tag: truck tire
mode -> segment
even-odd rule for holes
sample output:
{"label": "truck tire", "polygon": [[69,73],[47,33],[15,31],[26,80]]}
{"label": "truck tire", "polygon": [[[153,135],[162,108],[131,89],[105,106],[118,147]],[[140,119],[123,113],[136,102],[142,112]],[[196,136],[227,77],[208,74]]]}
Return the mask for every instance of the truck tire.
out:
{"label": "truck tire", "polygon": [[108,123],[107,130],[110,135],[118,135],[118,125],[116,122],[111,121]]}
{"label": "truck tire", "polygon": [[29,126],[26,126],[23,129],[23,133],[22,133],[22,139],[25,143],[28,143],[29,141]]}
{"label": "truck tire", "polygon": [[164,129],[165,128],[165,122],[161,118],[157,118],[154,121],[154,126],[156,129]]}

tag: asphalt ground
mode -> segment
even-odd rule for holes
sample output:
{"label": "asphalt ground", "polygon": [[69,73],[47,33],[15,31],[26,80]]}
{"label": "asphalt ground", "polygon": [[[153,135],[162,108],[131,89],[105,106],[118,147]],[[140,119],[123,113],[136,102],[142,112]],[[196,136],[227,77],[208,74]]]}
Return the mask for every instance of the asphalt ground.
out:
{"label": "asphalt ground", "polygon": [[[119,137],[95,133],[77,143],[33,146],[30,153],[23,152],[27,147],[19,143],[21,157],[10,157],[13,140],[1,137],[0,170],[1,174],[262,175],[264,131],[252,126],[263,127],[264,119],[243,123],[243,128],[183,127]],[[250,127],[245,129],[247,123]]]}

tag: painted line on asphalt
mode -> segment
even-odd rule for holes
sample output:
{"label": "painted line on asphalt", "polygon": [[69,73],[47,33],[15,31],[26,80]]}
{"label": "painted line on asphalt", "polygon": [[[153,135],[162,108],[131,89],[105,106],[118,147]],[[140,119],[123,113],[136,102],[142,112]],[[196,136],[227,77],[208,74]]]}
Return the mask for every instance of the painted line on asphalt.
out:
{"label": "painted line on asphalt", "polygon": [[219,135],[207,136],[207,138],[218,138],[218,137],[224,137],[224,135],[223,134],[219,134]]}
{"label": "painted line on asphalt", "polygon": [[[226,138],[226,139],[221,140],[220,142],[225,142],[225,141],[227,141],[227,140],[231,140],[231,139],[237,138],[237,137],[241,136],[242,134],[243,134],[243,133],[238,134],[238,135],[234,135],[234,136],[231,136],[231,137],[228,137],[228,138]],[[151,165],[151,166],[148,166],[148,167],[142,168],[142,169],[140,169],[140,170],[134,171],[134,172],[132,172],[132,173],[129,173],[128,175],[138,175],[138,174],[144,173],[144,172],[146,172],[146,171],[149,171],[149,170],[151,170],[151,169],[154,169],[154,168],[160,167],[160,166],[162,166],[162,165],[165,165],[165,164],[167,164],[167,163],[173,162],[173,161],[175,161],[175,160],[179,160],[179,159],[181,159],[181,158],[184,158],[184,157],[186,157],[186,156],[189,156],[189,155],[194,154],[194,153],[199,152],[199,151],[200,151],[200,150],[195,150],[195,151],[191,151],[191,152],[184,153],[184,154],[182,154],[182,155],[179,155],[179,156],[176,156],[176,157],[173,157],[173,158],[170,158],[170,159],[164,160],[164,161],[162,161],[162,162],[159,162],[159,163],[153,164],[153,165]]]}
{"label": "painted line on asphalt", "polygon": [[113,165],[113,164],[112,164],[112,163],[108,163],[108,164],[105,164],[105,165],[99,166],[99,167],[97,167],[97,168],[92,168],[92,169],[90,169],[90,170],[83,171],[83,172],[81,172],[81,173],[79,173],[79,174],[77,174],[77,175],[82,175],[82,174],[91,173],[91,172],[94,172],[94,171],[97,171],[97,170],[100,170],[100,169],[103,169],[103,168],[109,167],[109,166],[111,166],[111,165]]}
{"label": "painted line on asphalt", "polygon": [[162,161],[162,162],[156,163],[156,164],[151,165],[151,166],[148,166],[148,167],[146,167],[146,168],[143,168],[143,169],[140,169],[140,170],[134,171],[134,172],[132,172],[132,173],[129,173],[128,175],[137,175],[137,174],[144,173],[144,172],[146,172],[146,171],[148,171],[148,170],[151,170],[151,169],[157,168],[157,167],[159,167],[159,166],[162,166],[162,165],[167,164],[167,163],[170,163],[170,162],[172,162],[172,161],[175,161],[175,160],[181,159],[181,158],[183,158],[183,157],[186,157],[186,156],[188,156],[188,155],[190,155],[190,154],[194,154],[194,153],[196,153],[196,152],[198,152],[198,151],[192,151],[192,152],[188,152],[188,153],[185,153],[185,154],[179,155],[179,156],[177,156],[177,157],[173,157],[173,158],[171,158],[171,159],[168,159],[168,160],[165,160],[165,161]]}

...

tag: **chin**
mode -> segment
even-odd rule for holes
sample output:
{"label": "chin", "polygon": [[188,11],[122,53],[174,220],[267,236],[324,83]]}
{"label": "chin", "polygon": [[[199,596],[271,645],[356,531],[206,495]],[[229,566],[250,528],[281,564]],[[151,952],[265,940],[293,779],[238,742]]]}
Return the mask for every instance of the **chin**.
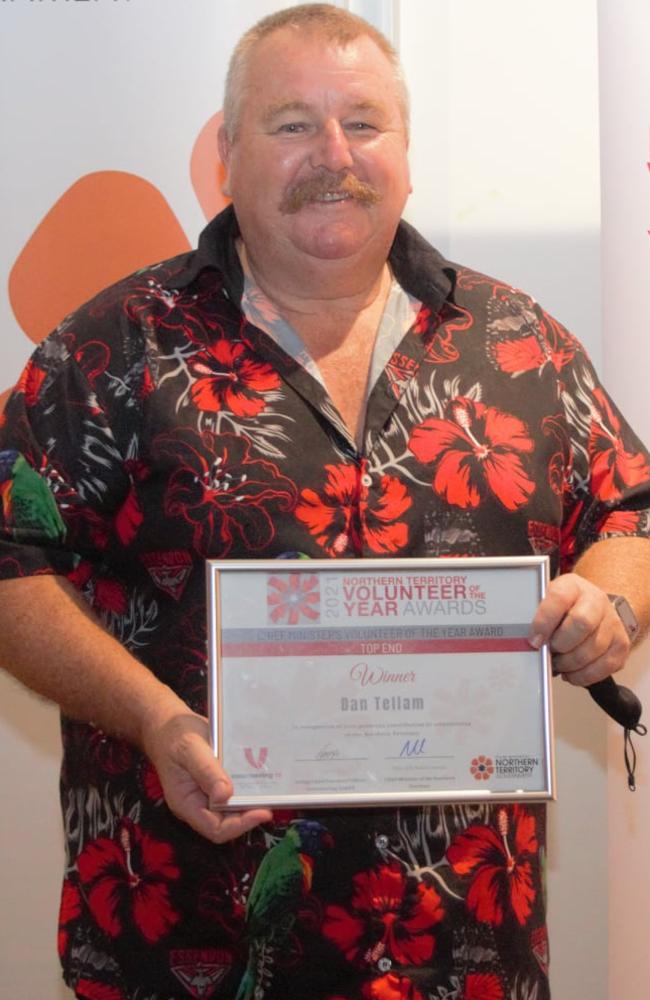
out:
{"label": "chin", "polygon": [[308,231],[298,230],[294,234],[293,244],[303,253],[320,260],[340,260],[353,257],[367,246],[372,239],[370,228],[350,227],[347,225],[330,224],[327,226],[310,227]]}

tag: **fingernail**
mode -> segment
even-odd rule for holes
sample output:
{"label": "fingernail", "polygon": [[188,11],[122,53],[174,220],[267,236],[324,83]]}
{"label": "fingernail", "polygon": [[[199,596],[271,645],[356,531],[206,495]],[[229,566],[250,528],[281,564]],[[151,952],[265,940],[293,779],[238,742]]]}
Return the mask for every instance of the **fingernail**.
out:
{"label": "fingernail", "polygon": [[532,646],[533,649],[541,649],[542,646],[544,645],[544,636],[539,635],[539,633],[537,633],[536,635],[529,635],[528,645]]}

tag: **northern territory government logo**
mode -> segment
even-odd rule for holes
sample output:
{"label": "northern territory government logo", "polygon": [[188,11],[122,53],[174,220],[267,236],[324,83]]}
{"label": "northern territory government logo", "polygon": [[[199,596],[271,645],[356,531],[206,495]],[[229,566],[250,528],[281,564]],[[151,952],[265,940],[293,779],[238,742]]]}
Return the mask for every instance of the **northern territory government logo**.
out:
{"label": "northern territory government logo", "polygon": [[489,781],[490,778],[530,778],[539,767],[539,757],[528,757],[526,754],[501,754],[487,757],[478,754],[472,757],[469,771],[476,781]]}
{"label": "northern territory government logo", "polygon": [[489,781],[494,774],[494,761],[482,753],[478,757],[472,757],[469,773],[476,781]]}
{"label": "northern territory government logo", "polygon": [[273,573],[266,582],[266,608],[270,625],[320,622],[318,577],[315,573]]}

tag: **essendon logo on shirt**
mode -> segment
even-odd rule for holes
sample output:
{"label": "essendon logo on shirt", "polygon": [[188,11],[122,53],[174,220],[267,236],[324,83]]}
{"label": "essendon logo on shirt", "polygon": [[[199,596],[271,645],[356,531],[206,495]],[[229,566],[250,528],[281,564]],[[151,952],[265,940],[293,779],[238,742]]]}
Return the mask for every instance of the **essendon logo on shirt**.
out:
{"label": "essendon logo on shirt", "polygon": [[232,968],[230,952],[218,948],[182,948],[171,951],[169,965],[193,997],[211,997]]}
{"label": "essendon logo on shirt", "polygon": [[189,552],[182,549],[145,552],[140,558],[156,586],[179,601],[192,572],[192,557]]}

---

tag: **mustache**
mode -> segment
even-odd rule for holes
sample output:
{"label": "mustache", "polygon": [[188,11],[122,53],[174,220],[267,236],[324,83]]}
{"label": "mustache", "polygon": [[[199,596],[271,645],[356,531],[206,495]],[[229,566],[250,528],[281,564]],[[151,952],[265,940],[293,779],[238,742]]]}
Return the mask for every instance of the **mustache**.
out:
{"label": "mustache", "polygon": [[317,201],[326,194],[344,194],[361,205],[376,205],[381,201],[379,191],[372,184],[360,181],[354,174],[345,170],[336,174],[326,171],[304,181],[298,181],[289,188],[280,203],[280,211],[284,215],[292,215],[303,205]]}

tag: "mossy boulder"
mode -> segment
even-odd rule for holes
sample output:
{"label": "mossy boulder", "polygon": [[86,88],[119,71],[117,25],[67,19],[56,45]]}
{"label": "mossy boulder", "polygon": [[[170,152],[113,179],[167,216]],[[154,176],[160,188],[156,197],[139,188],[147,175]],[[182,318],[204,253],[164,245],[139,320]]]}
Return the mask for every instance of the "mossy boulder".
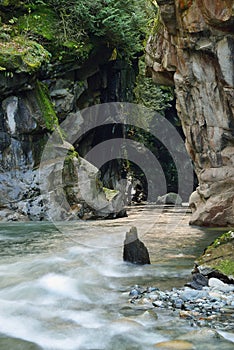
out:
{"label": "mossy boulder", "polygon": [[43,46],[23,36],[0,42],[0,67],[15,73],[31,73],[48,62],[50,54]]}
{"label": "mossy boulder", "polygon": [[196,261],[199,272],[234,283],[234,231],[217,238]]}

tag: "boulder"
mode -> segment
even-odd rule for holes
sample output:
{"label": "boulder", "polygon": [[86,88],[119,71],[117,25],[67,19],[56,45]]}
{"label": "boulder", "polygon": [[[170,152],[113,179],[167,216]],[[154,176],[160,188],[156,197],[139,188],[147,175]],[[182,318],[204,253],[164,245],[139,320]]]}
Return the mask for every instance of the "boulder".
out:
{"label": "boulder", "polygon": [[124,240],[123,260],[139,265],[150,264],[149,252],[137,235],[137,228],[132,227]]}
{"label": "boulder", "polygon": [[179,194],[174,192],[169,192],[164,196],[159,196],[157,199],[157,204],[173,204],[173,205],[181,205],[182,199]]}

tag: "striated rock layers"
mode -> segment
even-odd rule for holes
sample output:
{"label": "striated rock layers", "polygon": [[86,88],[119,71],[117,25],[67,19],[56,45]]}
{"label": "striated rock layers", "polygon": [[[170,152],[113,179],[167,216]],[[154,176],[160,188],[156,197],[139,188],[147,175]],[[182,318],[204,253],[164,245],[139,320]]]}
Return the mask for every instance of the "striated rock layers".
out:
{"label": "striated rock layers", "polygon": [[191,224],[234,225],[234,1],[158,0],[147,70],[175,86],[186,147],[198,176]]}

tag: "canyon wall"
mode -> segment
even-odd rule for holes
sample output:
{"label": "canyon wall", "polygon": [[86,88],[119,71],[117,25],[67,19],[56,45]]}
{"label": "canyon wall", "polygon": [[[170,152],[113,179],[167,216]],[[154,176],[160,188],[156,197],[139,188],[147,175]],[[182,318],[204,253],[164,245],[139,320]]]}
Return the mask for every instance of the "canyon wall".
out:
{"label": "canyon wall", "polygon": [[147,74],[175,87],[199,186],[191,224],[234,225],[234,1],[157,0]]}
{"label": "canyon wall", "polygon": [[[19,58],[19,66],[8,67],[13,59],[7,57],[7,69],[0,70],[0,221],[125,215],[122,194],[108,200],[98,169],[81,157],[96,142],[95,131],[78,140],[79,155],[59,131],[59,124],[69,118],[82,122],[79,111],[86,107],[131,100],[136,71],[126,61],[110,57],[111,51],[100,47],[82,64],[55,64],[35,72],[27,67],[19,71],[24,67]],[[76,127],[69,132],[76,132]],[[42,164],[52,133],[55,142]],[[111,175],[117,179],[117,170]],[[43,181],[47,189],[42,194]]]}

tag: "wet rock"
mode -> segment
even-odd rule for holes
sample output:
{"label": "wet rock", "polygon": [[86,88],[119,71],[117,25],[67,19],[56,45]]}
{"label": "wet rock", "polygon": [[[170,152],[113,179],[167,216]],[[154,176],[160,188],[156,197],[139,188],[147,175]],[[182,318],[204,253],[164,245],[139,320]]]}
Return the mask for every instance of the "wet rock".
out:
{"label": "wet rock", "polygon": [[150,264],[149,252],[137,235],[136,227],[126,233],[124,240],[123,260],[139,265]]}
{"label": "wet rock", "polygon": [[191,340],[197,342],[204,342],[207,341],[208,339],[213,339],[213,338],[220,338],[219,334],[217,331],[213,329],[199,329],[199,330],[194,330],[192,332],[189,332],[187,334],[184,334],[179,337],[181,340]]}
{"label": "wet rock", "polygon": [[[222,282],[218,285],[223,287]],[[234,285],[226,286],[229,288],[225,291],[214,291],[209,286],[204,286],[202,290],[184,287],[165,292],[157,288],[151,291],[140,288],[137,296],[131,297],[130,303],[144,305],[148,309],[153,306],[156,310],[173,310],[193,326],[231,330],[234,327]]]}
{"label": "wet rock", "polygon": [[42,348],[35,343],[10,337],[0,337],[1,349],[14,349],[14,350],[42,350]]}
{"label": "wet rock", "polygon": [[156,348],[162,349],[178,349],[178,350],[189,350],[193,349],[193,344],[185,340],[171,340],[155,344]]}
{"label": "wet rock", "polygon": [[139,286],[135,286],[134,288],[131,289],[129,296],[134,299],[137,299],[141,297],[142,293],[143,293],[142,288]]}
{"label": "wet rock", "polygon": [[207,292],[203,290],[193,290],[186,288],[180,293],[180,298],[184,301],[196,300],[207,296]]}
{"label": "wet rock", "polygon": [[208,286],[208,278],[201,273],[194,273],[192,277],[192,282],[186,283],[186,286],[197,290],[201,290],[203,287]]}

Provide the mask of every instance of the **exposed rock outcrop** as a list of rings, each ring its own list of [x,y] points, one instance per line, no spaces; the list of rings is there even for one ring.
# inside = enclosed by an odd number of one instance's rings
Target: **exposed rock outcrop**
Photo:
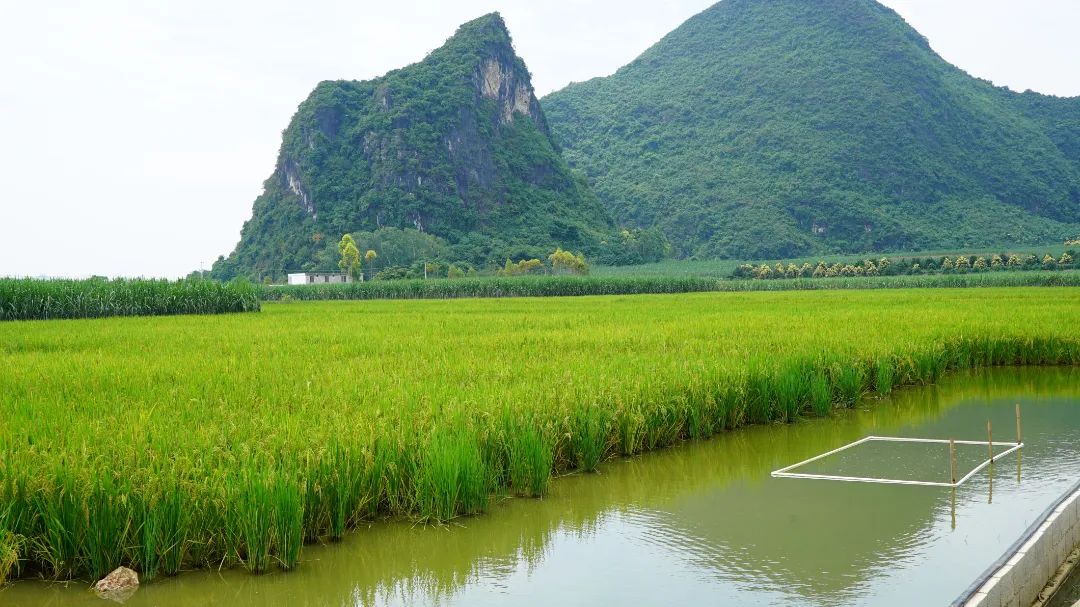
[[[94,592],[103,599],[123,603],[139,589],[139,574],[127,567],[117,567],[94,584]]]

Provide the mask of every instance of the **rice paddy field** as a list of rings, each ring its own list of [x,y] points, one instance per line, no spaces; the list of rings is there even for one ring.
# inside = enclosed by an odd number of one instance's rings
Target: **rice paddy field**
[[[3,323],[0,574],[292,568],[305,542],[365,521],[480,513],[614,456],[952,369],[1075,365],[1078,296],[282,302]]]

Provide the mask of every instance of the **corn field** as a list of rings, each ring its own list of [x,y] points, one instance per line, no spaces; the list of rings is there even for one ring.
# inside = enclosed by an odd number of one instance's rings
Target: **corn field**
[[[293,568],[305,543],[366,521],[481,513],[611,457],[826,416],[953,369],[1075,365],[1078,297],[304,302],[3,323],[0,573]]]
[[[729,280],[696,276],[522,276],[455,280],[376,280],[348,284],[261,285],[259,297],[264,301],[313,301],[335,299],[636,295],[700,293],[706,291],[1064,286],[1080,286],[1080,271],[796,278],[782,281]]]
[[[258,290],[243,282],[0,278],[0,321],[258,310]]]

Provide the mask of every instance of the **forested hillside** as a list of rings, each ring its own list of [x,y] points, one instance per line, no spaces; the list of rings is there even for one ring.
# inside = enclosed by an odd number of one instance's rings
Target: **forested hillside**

**About this task**:
Where does the string "exposed" occur in the material? Copy every line where it does.

**Result below**:
Provide the mask of every instance of the **exposed rock outcrop** as a list of rings, each ring its own list of [x,y] points, one instance per line, no spaces; the list of rings is there even for one ring.
Target: **exposed rock outcrop**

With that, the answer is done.